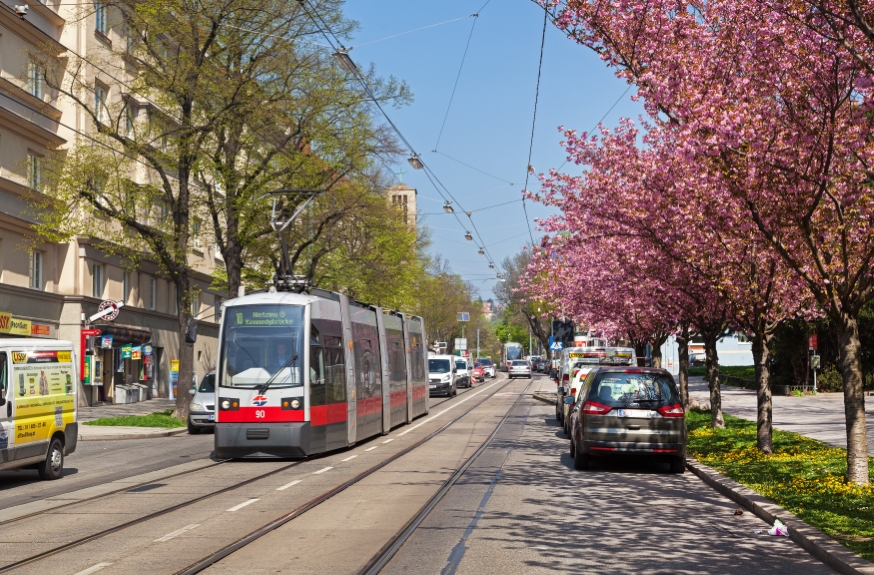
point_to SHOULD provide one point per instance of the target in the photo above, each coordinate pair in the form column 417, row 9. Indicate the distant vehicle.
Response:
column 519, row 368
column 441, row 375
column 477, row 375
column 488, row 366
column 510, row 351
column 462, row 372
column 201, row 411
column 39, row 382
column 628, row 411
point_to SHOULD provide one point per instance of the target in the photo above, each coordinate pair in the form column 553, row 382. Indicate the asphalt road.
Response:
column 520, row 508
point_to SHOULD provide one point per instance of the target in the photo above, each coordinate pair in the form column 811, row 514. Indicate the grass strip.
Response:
column 163, row 419
column 803, row 475
column 742, row 371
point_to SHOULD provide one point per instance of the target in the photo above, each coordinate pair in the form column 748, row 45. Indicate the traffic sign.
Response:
column 107, row 310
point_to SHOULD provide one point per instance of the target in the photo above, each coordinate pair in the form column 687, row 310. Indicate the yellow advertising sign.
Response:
column 42, row 383
column 9, row 324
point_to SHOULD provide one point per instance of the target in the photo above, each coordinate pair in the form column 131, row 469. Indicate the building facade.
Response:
column 50, row 289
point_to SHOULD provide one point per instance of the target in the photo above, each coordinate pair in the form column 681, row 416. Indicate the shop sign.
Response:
column 40, row 330
column 12, row 326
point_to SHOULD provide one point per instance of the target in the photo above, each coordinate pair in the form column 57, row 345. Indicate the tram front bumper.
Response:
column 262, row 440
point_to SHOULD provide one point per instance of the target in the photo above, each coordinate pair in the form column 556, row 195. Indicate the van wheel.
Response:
column 581, row 461
column 53, row 467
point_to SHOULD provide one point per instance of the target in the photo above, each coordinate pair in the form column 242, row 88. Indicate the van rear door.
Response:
column 6, row 413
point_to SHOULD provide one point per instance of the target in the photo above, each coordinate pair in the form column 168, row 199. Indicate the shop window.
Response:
column 97, row 280
column 36, row 269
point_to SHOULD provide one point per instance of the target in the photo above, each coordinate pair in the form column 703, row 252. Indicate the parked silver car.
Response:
column 201, row 411
column 519, row 368
column 630, row 411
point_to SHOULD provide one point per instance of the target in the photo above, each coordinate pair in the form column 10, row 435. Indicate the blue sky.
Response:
column 489, row 123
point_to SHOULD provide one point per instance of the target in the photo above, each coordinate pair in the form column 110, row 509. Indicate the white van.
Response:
column 38, row 397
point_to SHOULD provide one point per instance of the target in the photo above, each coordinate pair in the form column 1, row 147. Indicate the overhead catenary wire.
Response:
column 457, row 78
column 533, row 124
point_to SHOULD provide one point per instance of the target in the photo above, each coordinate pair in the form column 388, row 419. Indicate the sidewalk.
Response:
column 139, row 408
column 817, row 416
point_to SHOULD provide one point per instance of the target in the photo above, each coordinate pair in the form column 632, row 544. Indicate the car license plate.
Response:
column 633, row 413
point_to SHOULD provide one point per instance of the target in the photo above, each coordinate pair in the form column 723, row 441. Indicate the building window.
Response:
column 195, row 233
column 34, row 79
column 97, row 281
column 36, row 269
column 100, row 103
column 34, row 171
column 100, row 18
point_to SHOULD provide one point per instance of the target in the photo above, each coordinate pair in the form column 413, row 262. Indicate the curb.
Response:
column 812, row 540
column 119, row 436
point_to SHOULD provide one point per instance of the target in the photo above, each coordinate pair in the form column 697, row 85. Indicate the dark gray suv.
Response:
column 631, row 411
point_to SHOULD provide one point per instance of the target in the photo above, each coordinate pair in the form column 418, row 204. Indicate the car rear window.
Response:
column 618, row 389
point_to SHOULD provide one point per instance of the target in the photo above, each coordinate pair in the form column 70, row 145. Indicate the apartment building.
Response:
column 47, row 289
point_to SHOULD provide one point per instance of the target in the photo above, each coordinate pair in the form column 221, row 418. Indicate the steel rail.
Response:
column 273, row 525
column 394, row 545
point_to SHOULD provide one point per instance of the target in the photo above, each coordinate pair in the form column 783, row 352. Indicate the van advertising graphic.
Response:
column 44, row 399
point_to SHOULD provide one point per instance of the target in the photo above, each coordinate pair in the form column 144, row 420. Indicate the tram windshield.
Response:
column 261, row 344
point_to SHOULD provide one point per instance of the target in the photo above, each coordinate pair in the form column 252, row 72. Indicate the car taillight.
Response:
column 675, row 410
column 595, row 408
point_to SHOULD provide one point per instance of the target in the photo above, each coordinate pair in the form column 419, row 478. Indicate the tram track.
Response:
column 207, row 562
column 388, row 551
column 252, row 536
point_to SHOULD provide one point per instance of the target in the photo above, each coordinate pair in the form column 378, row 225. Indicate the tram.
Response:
column 300, row 373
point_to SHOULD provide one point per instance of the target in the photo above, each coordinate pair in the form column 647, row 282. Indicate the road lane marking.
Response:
column 94, row 569
column 241, row 505
column 170, row 536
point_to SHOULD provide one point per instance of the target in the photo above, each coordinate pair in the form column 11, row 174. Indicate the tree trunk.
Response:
column 716, row 419
column 683, row 359
column 186, row 351
column 764, row 417
column 854, row 400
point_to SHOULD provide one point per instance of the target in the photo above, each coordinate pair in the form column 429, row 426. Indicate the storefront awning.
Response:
column 124, row 335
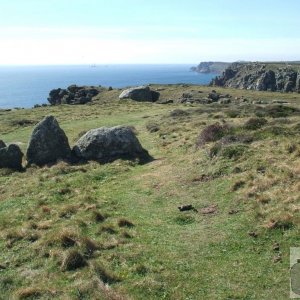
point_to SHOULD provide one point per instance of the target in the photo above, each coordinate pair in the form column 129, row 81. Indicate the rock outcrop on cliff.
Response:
column 212, row 67
column 73, row 95
column 140, row 93
column 260, row 77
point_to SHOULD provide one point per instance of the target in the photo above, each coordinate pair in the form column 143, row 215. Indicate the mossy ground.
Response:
column 47, row 213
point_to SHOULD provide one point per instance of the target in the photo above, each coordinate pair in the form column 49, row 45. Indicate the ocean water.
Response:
column 25, row 86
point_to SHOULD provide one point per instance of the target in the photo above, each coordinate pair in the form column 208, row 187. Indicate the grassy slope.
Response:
column 167, row 254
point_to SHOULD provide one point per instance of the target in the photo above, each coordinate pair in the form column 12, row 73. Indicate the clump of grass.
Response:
column 255, row 123
column 126, row 235
column 125, row 223
column 73, row 260
column 232, row 113
column 98, row 217
column 67, row 239
column 291, row 148
column 108, row 228
column 104, row 274
column 211, row 133
column 141, row 269
column 67, row 211
column 13, row 236
column 88, row 246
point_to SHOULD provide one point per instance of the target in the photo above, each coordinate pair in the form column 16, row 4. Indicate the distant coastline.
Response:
column 25, row 86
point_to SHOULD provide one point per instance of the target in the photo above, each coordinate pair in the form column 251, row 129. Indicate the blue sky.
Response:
column 132, row 31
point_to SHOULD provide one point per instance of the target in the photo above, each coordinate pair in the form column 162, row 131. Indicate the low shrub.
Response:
column 276, row 111
column 212, row 133
column 255, row 123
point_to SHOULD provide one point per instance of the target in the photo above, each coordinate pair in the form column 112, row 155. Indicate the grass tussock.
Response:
column 73, row 260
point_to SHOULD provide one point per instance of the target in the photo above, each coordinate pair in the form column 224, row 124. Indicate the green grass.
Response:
column 163, row 253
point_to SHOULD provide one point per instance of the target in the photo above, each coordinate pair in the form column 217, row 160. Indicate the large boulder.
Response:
column 48, row 143
column 11, row 157
column 107, row 144
column 140, row 93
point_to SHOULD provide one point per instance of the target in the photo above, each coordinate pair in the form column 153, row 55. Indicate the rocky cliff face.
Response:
column 260, row 77
column 73, row 95
column 210, row 67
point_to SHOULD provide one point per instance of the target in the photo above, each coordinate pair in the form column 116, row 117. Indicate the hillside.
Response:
column 234, row 159
column 282, row 77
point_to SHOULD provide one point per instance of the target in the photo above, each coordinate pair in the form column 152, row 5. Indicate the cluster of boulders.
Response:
column 49, row 144
column 140, row 93
column 73, row 95
column 257, row 76
column 197, row 97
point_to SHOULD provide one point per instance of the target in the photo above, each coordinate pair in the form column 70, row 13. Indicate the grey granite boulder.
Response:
column 140, row 93
column 48, row 143
column 2, row 144
column 106, row 144
column 11, row 157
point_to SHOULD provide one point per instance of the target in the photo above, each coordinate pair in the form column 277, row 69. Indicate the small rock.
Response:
column 253, row 234
column 209, row 210
column 277, row 258
column 275, row 247
column 187, row 207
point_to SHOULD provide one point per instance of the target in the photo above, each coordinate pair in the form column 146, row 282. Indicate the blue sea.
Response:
column 26, row 86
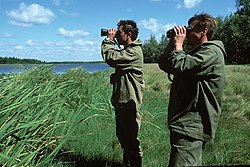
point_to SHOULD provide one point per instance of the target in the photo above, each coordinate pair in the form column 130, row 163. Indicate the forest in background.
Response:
column 233, row 30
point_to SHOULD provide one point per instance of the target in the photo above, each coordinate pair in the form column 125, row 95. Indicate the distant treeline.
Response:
column 14, row 60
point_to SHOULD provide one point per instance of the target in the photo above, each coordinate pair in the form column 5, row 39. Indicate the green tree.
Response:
column 234, row 31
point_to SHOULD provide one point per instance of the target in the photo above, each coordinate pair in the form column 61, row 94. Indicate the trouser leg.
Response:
column 185, row 151
column 127, row 128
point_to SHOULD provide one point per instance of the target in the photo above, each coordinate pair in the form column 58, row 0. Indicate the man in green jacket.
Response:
column 197, row 88
column 128, row 85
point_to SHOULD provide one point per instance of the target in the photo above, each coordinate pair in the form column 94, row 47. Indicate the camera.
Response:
column 104, row 32
column 171, row 33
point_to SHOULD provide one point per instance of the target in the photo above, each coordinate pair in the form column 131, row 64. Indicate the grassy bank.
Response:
column 67, row 120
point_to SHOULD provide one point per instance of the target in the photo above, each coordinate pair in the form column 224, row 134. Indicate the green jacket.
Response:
column 197, row 89
column 127, row 81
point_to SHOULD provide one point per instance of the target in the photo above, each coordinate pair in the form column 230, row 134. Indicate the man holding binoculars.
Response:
column 128, row 85
column 196, row 90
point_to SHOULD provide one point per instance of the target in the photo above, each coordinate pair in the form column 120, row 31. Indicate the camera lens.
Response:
column 104, row 32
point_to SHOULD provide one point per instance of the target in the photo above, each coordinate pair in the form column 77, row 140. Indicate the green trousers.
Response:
column 127, row 128
column 185, row 151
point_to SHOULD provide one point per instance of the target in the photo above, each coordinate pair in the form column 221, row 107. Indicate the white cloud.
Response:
column 6, row 35
column 57, row 2
column 18, row 47
column 151, row 24
column 31, row 43
column 27, row 16
column 83, row 43
column 154, row 25
column 62, row 2
column 191, row 3
column 73, row 33
column 72, row 14
column 178, row 6
column 168, row 26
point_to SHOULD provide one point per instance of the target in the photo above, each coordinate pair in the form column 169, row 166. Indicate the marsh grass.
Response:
column 67, row 120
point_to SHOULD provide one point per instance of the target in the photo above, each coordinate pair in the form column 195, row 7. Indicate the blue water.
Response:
column 58, row 68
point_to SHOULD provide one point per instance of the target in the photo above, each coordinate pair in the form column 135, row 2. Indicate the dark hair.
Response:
column 201, row 21
column 129, row 26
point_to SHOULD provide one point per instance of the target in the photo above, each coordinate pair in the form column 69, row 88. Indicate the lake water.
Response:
column 58, row 68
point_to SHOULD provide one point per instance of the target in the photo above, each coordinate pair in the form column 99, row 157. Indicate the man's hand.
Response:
column 180, row 35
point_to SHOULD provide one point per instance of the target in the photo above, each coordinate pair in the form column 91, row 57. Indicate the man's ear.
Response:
column 129, row 34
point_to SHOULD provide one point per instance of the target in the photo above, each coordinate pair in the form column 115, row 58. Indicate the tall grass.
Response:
column 67, row 120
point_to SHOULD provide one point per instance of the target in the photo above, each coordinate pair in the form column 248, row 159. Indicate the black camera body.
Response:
column 104, row 32
column 171, row 33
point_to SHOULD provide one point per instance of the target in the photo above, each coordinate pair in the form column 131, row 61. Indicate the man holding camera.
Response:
column 128, row 85
column 197, row 88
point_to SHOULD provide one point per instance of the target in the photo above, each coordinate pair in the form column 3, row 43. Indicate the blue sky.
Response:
column 69, row 30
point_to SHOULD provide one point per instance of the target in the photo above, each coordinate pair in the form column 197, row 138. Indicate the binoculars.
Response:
column 171, row 33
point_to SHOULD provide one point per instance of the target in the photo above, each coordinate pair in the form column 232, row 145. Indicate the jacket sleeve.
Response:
column 196, row 64
column 114, row 57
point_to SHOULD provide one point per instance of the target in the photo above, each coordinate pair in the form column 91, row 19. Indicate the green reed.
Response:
column 67, row 120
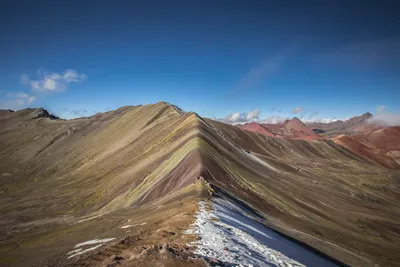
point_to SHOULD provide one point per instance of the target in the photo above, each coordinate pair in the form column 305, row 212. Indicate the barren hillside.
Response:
column 130, row 181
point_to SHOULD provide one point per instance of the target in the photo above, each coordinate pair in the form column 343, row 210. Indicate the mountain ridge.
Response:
column 123, row 161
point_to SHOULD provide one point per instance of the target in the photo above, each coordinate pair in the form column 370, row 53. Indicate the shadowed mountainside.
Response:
column 62, row 180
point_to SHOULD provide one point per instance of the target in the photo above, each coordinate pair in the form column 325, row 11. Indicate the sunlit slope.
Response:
column 137, row 159
column 315, row 191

§

■ **Request**:
Copy out the material above word for word, from the line containing "the marsh grass." through the line containing "column 129, row 26", including both of those lines.

■ **Correct response**:
point_to SHOULD provide one point per instance of the target in the photo above, each coordinate pair in the form column 169, row 166. Indicate the marsh grass.
Response:
column 67, row 120
point_to SHOULD provide one point per instance of the target in the photo above, each coordinate pair in the form column 195, row 7. Indicate the blue water.
Response:
column 58, row 68
point_to SHOULD provide one point per instance of the target in the photo above, each coordinate pair in the form column 135, row 2. Indicate the dark hair.
Response:
column 201, row 21
column 129, row 26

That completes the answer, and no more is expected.